THE EXERCISE: Count the lines in the items below that contain the string "spoon". Reply with the number only.

▼

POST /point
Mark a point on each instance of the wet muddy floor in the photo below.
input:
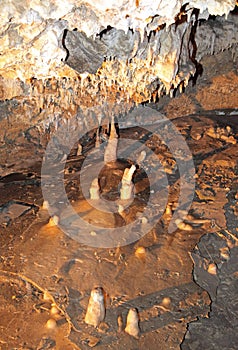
(41, 266)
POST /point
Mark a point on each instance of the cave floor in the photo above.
(40, 265)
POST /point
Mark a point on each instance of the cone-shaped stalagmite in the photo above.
(96, 307)
(94, 190)
(132, 323)
(110, 154)
(127, 184)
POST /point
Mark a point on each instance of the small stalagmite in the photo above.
(132, 323)
(96, 307)
(94, 190)
(110, 154)
(127, 184)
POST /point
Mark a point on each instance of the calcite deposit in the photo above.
(144, 48)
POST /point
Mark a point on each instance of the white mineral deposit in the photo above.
(96, 307)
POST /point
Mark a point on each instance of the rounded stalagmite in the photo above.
(132, 323)
(96, 307)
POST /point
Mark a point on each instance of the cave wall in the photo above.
(62, 59)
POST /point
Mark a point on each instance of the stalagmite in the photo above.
(94, 190)
(132, 323)
(127, 184)
(110, 154)
(96, 307)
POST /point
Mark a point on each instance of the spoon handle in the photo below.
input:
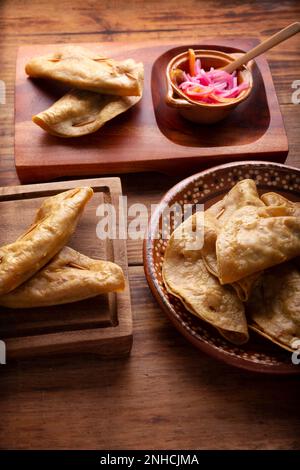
(277, 38)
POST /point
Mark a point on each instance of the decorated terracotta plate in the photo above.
(206, 188)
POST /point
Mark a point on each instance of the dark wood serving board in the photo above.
(150, 136)
(101, 325)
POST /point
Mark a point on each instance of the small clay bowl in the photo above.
(195, 111)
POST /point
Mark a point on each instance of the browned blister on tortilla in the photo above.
(69, 277)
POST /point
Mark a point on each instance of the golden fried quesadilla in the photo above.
(54, 224)
(274, 307)
(68, 277)
(242, 194)
(254, 239)
(186, 277)
(275, 199)
(88, 71)
(82, 112)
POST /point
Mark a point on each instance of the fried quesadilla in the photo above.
(68, 277)
(54, 224)
(82, 112)
(80, 68)
(186, 277)
(254, 239)
(274, 307)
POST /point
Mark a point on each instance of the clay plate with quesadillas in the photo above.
(227, 299)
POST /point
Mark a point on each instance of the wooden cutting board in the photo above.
(150, 136)
(101, 325)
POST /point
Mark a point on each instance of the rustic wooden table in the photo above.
(167, 394)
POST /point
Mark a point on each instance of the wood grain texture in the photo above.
(102, 324)
(151, 135)
(167, 394)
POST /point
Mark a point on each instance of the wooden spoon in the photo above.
(264, 46)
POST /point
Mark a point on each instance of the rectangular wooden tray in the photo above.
(150, 136)
(101, 325)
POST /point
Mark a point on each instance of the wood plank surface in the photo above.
(167, 394)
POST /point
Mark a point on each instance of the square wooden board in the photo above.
(151, 135)
(101, 325)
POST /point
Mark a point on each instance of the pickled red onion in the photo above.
(214, 86)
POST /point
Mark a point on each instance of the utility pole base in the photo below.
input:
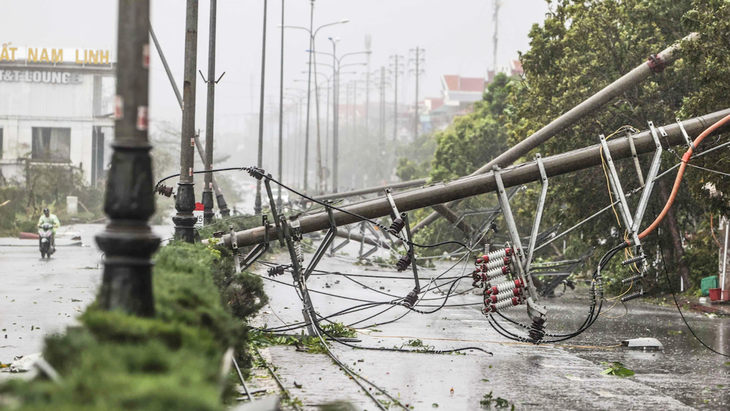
(127, 279)
(184, 220)
(208, 212)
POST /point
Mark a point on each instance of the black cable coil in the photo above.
(403, 263)
(397, 225)
(537, 329)
(277, 270)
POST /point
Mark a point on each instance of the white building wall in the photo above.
(24, 105)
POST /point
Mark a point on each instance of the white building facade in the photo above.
(55, 111)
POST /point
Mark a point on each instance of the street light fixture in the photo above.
(312, 37)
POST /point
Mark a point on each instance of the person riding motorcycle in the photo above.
(48, 218)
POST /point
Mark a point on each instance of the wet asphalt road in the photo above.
(682, 376)
(38, 298)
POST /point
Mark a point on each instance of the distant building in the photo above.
(458, 95)
(56, 107)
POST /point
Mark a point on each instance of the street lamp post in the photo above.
(128, 241)
(336, 64)
(312, 38)
(281, 111)
(257, 201)
(184, 220)
(207, 199)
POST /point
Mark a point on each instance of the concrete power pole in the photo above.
(281, 110)
(185, 200)
(368, 44)
(128, 240)
(418, 60)
(382, 105)
(207, 200)
(257, 201)
(495, 22)
(396, 61)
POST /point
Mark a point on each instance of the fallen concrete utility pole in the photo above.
(222, 205)
(655, 64)
(470, 186)
(371, 190)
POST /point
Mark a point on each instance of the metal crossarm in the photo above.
(538, 213)
(322, 249)
(274, 212)
(255, 253)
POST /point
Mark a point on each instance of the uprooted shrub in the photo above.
(115, 361)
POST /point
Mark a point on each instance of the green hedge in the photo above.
(170, 362)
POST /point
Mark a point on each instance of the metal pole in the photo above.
(222, 205)
(309, 97)
(654, 65)
(336, 121)
(320, 170)
(327, 135)
(127, 240)
(512, 176)
(415, 125)
(207, 200)
(281, 110)
(185, 200)
(257, 202)
(395, 100)
(724, 260)
(166, 66)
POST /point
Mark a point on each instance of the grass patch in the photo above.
(170, 362)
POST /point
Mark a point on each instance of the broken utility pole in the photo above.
(127, 240)
(207, 200)
(222, 205)
(473, 185)
(185, 200)
(259, 163)
(655, 64)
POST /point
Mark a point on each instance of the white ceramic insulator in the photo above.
(499, 254)
(505, 286)
(503, 304)
(496, 280)
(496, 273)
(507, 295)
(492, 264)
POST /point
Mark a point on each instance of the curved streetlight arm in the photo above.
(352, 54)
(343, 21)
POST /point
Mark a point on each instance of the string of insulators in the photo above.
(498, 274)
(497, 254)
(397, 225)
(507, 295)
(633, 296)
(403, 262)
(299, 251)
(495, 264)
(504, 304)
(164, 190)
(505, 286)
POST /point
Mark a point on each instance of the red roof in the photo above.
(458, 83)
(452, 82)
(435, 102)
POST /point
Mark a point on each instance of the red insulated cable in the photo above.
(678, 180)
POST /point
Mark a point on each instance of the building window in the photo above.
(51, 144)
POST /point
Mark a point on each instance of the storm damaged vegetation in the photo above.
(171, 361)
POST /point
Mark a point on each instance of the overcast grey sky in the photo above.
(456, 34)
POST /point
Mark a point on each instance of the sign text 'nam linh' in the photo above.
(20, 76)
(9, 53)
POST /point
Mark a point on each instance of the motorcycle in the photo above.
(44, 240)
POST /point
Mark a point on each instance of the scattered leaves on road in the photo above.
(616, 369)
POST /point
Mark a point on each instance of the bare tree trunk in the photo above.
(676, 238)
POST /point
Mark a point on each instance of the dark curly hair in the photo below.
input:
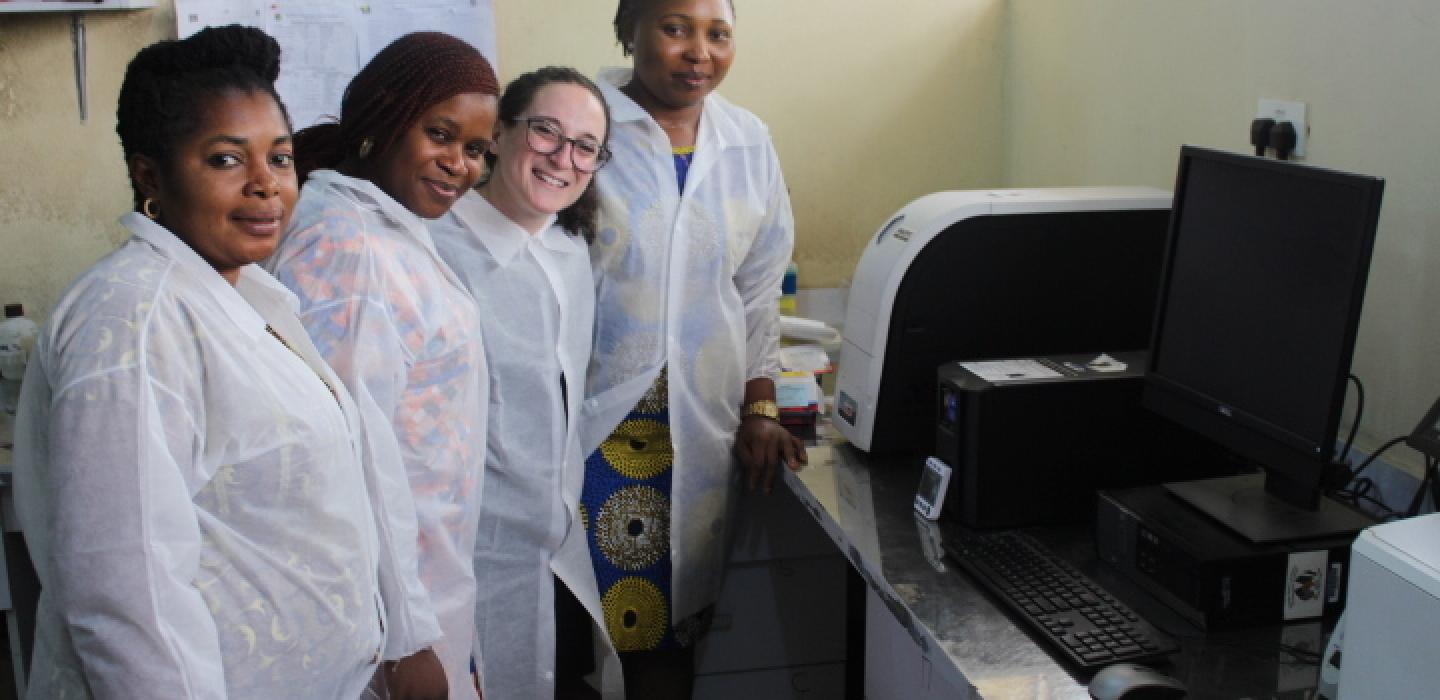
(390, 92)
(576, 219)
(625, 16)
(169, 84)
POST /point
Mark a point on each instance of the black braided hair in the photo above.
(576, 219)
(390, 92)
(169, 84)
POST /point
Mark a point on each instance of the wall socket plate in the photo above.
(1285, 110)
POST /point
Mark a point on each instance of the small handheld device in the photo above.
(935, 480)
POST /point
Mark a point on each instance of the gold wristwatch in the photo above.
(761, 408)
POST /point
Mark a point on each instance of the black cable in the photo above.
(1434, 483)
(1360, 412)
(1302, 654)
(1420, 491)
(1373, 455)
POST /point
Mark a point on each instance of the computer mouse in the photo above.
(1134, 681)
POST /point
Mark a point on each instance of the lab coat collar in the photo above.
(231, 298)
(717, 124)
(503, 238)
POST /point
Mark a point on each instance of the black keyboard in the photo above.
(1077, 617)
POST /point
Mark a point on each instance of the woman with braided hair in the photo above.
(401, 329)
(186, 471)
(694, 236)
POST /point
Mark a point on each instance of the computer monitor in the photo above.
(1260, 298)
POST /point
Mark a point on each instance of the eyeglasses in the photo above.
(545, 136)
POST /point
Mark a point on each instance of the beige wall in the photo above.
(1106, 91)
(873, 104)
(844, 90)
(62, 183)
(847, 88)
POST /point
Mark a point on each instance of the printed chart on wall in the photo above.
(324, 42)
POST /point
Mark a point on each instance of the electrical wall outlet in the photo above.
(1283, 110)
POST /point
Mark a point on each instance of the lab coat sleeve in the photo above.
(120, 537)
(759, 274)
(342, 290)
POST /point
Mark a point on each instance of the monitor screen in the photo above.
(1260, 300)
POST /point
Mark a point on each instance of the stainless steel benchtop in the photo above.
(864, 506)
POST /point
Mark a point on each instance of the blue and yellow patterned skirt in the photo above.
(625, 510)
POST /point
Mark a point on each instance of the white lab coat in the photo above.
(190, 491)
(689, 281)
(537, 303)
(403, 334)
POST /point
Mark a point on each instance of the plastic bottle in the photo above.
(788, 288)
(16, 340)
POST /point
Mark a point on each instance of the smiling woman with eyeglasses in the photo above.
(522, 252)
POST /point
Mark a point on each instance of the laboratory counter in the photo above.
(962, 644)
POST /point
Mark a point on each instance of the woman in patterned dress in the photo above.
(694, 236)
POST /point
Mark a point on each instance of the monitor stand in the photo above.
(1243, 504)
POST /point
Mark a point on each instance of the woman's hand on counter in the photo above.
(762, 444)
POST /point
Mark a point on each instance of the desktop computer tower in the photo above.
(1030, 441)
(1210, 575)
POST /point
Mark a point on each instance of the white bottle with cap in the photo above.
(16, 340)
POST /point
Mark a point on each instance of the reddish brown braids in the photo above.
(395, 88)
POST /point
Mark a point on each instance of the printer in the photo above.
(1393, 614)
(984, 274)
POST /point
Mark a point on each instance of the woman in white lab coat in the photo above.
(399, 327)
(523, 254)
(694, 236)
(186, 471)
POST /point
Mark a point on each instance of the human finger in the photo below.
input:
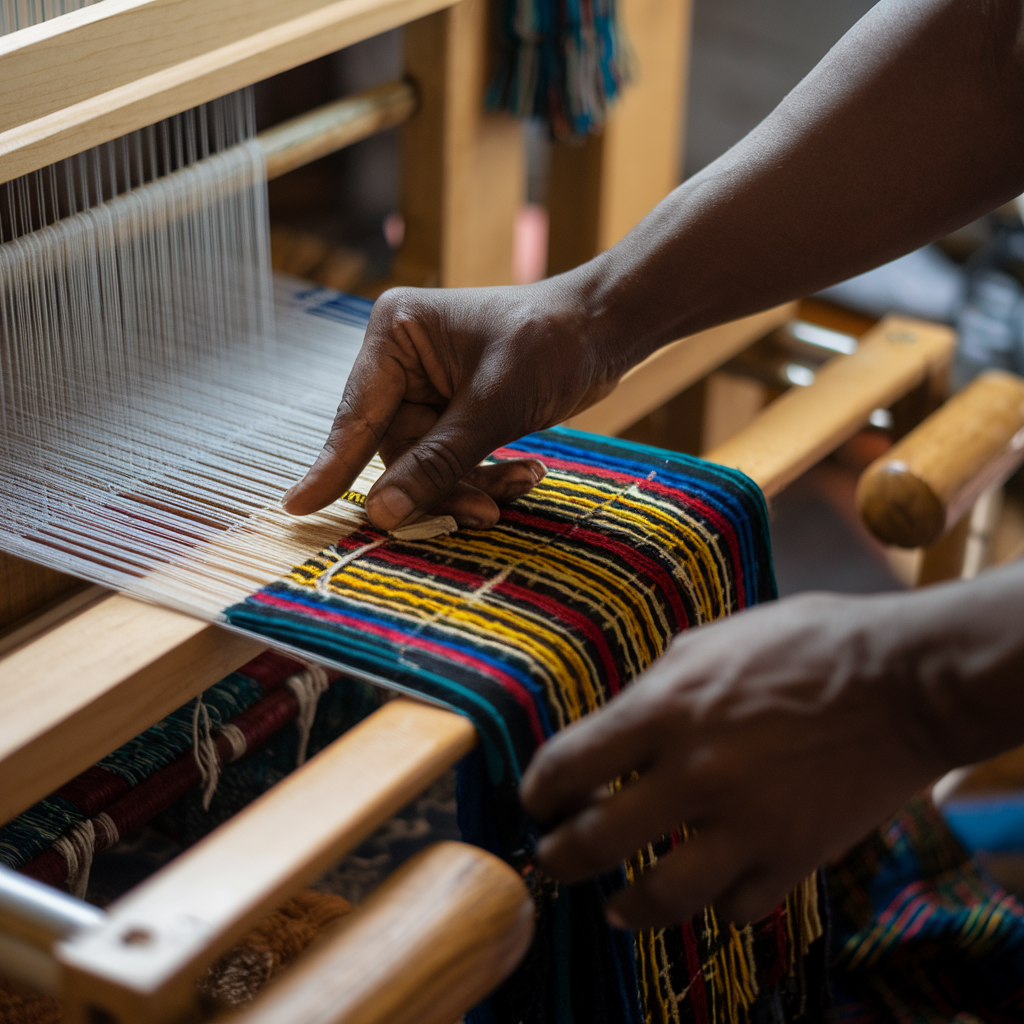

▲

OUTPUT FOR THIS EXERCISE: 2